++++ Task data ++++

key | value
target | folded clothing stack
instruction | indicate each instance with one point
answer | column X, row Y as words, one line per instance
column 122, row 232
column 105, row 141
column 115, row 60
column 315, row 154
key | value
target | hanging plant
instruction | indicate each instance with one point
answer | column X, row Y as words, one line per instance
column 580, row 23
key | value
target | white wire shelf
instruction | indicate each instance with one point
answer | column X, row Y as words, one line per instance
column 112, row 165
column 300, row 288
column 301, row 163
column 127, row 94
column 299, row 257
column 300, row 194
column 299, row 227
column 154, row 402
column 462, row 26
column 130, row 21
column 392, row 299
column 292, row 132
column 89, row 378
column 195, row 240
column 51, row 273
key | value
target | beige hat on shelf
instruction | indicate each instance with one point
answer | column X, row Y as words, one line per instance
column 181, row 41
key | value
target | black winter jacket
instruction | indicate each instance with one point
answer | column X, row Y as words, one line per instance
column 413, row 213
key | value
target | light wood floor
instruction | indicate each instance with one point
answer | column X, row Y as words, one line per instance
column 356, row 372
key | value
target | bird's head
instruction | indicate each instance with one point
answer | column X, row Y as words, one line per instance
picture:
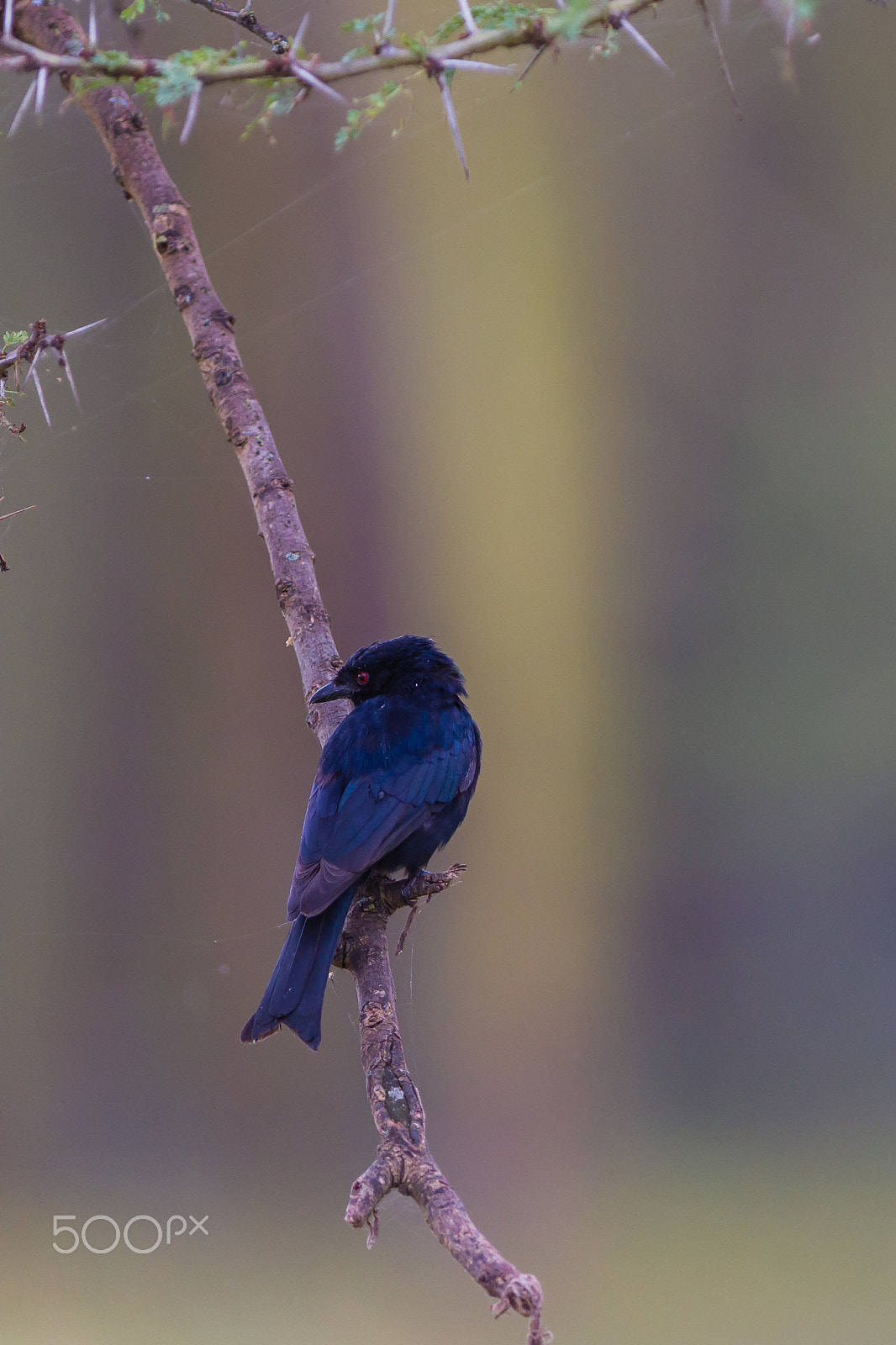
column 393, row 667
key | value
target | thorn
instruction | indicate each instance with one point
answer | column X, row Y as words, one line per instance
column 40, row 93
column 71, row 382
column 530, row 64
column 40, row 397
column 299, row 38
column 190, row 120
column 627, row 26
column 24, row 108
column 80, row 331
column 452, row 121
column 3, row 517
column 714, row 34
column 483, row 66
column 302, row 73
column 466, row 13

++++

Work to be completed: What is wanted is a copy of every line in the listing that includes the word "target".

Answer box:
target | folded clothing stack
target | hanging plant
target | white wire shelf
target | beige hat on shelf
target | black winter jacket
target | light wood floor
target | bird's head
target | thorn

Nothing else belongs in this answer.